Below are some records; output exactly the lines from the line with "Target: plaid shirt" to the line with "Task: point at every instance of the green bush, one", both ends kept, and nothing more.

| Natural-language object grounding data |
● ● ●

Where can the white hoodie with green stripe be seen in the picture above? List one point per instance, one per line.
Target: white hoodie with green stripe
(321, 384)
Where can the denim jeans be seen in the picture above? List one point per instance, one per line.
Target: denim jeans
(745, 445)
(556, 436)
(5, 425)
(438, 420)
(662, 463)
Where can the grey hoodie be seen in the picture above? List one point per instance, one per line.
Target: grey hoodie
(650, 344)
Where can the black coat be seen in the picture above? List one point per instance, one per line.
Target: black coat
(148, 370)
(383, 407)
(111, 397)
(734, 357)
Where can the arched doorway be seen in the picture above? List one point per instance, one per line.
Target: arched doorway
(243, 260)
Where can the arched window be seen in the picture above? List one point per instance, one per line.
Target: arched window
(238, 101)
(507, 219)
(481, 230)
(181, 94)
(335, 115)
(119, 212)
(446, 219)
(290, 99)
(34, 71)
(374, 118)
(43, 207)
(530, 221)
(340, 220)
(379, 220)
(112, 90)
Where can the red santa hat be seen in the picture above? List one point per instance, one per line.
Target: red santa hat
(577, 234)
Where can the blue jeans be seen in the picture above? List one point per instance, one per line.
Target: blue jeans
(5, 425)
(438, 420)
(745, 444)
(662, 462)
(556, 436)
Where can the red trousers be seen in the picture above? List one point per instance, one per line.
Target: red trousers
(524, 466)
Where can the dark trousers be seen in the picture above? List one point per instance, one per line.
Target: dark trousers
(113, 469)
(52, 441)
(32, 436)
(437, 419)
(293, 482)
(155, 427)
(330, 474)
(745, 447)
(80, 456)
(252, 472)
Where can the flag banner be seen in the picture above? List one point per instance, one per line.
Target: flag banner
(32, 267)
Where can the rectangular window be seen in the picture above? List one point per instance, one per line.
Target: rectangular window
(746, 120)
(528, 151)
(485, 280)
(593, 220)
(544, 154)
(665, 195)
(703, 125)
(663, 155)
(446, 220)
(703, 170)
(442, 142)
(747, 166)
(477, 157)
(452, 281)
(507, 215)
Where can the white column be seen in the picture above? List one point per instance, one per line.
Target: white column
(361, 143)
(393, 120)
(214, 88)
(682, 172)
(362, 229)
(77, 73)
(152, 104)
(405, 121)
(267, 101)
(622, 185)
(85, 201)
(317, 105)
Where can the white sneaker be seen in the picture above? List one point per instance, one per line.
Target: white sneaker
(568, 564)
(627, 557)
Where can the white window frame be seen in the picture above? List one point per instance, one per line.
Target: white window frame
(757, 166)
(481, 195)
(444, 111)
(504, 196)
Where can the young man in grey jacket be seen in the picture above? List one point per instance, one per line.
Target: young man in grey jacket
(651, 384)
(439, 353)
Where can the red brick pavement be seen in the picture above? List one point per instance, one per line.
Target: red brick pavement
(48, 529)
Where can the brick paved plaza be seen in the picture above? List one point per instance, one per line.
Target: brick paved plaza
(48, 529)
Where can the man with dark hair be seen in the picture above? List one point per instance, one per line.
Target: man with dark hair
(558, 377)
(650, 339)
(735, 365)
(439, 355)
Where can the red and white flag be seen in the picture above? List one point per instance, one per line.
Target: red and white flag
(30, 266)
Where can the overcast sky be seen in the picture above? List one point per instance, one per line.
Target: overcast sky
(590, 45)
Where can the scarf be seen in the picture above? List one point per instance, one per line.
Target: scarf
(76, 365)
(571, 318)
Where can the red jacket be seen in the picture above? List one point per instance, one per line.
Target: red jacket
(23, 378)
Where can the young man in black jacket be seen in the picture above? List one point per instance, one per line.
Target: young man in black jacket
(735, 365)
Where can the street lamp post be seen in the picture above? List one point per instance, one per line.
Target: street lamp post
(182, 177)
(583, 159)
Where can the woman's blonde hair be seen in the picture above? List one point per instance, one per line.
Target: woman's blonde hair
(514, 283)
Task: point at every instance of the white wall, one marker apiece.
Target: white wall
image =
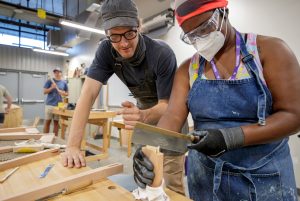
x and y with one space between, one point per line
278 18
17 58
268 17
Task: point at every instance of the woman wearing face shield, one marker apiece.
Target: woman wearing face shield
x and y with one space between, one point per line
243 92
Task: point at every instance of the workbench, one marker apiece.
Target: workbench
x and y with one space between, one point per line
23 184
99 118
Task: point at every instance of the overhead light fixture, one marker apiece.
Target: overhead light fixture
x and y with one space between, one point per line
80 26
51 52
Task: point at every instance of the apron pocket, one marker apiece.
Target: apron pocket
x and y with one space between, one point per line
268 186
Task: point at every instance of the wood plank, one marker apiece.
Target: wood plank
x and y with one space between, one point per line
12 130
6 149
109 191
70 182
28 159
93 114
28 175
20 136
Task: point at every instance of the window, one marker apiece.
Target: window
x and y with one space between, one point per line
21 33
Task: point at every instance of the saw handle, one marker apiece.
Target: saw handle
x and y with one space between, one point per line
194 138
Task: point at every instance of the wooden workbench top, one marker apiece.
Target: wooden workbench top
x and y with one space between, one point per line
93 114
27 177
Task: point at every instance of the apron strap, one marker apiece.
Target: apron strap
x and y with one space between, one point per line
248 60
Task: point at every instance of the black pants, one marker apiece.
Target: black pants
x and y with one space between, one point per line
1 118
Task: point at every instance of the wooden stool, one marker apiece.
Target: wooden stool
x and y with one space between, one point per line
120 125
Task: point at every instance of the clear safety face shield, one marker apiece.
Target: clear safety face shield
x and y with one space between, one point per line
203 30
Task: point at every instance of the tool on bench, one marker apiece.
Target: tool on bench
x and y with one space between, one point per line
145 134
46 171
9 174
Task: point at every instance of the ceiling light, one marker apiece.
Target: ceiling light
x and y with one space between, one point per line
51 52
80 26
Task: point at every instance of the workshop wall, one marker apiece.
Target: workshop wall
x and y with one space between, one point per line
25 59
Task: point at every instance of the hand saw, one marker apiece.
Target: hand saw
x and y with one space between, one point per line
145 134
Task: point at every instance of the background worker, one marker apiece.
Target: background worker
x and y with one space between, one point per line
146 66
4 94
55 88
243 92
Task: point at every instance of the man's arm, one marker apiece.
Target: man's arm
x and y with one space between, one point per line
9 102
132 114
72 156
47 90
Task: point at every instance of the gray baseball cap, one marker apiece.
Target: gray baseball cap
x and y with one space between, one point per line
116 13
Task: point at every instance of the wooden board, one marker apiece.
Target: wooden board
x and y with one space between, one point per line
93 114
73 182
28 159
12 130
6 149
19 136
27 177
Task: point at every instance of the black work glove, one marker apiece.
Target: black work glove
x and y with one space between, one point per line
214 142
143 169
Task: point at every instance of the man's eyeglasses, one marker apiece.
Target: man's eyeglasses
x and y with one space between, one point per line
202 30
128 35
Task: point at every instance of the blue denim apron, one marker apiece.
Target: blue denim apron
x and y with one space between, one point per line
260 172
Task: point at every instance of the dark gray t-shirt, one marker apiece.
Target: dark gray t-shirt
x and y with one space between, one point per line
159 58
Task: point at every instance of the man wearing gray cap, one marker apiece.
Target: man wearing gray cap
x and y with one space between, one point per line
146 66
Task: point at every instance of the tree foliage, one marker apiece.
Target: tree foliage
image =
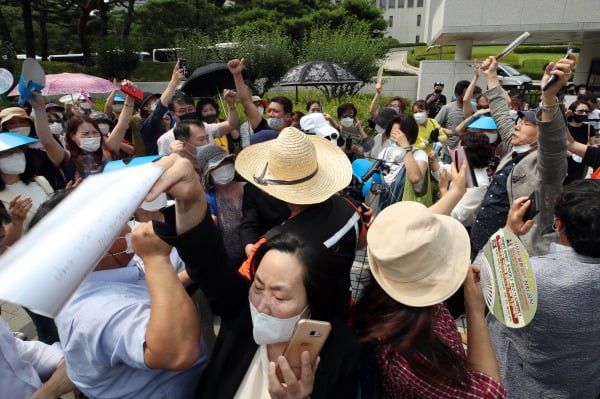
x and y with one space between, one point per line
116 58
350 45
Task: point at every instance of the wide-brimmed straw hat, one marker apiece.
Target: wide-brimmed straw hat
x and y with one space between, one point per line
418 257
13 112
295 167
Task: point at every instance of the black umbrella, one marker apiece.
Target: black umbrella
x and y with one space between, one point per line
318 73
209 81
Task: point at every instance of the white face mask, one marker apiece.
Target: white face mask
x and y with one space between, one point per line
347 122
492 136
276 123
523 148
56 128
13 164
270 330
89 144
23 131
223 175
104 129
420 117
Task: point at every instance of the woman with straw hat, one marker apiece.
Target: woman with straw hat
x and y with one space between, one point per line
416 344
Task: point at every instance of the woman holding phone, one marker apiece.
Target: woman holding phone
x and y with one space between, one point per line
416 345
291 278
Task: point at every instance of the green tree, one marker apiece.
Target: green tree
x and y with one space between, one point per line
116 58
351 45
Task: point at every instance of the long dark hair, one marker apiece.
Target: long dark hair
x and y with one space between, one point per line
408 125
318 276
409 331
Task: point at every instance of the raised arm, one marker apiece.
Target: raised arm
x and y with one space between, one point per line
173 331
467 108
233 119
55 152
113 142
375 102
236 67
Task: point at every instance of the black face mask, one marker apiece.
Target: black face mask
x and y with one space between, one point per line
210 118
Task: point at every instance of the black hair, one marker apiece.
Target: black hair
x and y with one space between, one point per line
180 98
5 217
421 104
478 149
460 88
206 100
48 205
318 276
408 125
311 102
345 108
285 102
578 208
182 130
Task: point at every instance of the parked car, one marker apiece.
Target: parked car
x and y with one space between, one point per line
511 78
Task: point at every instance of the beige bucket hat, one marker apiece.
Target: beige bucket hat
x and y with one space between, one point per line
418 257
295 167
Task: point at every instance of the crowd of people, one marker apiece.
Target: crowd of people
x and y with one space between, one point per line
259 225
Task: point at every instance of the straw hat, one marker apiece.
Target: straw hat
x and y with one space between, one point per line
295 167
418 257
13 112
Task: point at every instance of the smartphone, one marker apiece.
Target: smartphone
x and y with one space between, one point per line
135 93
534 207
182 62
309 335
460 155
553 79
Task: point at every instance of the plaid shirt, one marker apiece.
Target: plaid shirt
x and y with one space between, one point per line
399 381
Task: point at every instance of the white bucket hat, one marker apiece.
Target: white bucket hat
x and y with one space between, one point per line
418 257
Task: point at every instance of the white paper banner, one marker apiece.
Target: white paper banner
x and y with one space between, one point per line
44 268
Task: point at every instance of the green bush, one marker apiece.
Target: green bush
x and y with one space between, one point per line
534 68
116 58
8 57
350 45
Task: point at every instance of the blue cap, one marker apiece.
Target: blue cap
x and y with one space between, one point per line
484 123
127 163
529 115
13 140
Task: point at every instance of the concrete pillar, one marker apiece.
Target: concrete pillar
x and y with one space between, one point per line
590 48
463 50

● ● ●

| Written answer |
Target: plaid shirt
x and y with one space between, one point per line
399 381
Task: point at every instance of the white bucket hat, one marker apiece.
Target: white bucket hat
x and y with one space between, one point per line
418 257
Task: point at every instance of the white paper banner, one marker apiece.
Target: white paper banner
x and y with one space between, one point per line
44 268
Task: point at every instance of the green bush, one marker apiece.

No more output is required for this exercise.